::: Data shown
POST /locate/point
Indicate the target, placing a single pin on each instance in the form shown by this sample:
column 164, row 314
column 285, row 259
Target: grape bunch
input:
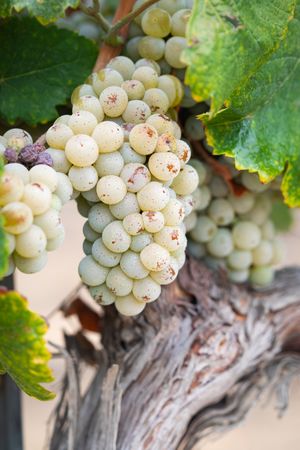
::::::
=== Exercise objective ===
Your answer should be the lines of the records that hold the string "column".

=== Reply ===
column 164, row 314
column 285, row 259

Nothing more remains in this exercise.